▸ **Task instructions**
Among the lines below, return each one that contains the word "square".

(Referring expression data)
——
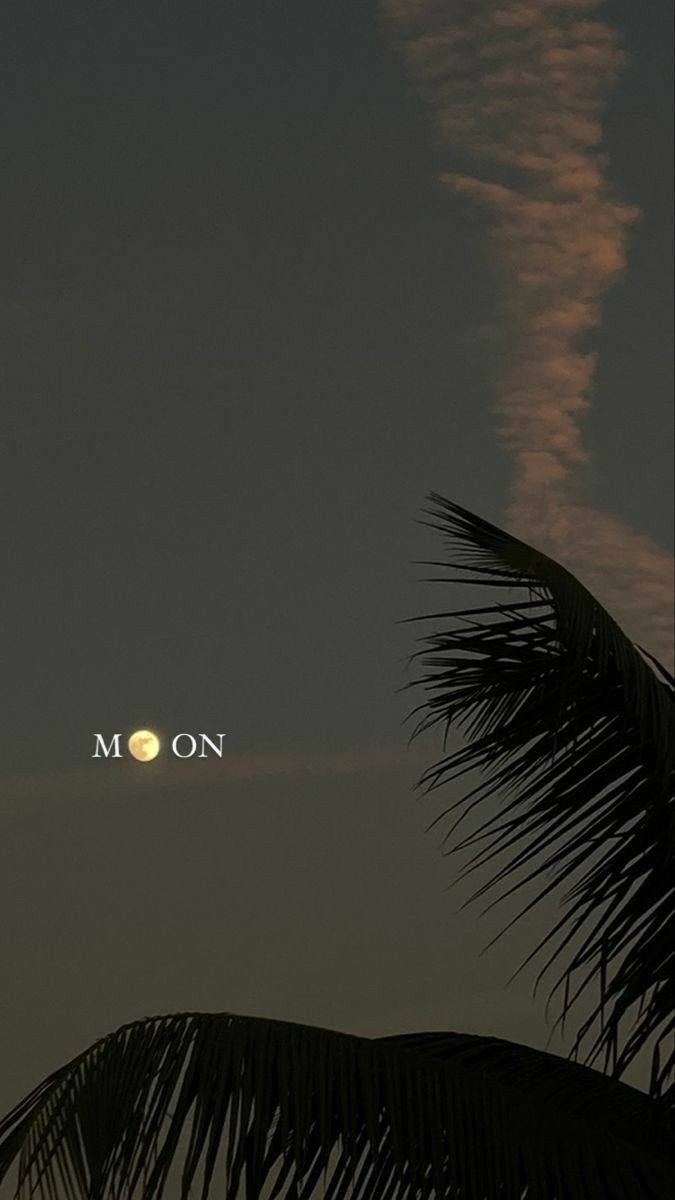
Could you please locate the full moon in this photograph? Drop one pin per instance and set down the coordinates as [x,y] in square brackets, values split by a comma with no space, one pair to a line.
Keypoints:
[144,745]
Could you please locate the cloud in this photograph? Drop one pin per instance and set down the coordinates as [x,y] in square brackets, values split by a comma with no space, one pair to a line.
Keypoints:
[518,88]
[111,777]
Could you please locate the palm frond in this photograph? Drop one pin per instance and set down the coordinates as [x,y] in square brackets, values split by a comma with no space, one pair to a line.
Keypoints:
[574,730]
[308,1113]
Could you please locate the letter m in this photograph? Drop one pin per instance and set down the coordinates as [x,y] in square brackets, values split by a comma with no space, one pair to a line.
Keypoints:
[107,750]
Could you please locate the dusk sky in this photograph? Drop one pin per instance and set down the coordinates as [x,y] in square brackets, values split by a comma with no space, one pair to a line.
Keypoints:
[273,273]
——
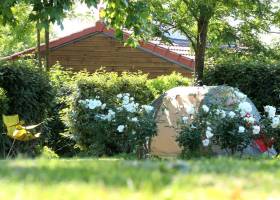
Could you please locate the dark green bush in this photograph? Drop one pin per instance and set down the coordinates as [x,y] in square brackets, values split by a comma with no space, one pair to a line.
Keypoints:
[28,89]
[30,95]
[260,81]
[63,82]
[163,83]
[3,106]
——
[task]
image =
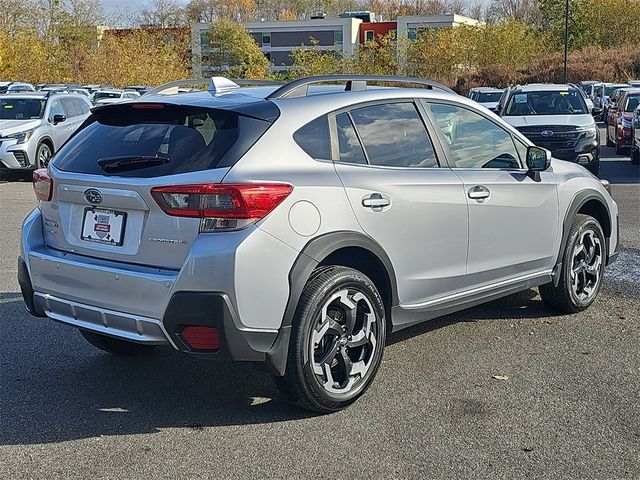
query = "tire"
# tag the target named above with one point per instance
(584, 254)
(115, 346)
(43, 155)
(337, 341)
——
▸ **Response area**
Could you please locate the full moon in this photograph? Drop one pin per instance and set down the coordinates as [x,y] in square brackets, values split by a comma with no space, one pair to a line.
Could you please locate the cloud in this photograph? Drop one pin per instance and set down the coordinates as [x,y] in square brackets, values split by a comma with no space, one pair to a line.
Could you please locate the palm frond in this photograph? Drop one pin per instance and set down the coordinates as [x,y] in square brackets, values split by a comma with no space, one pair to a line.
Could you please locate the letter m in this photograph? Drop one pin per instance and set down the coordinates as [x,y] in square brackets, values split by a comma with no space, one pair to a line.
Could you please locate the dusk sky in this photograph? Drop one pin per instance and set down the coordinates as [x,y] in square brackets, values split by a comma with no space, one pair to a line.
Could you please locate the dark green bush in this photograph? Drop one pin per instance and set down the coordinates as [x,y] in square brackets, values split by a comma with no space, one pair to a line.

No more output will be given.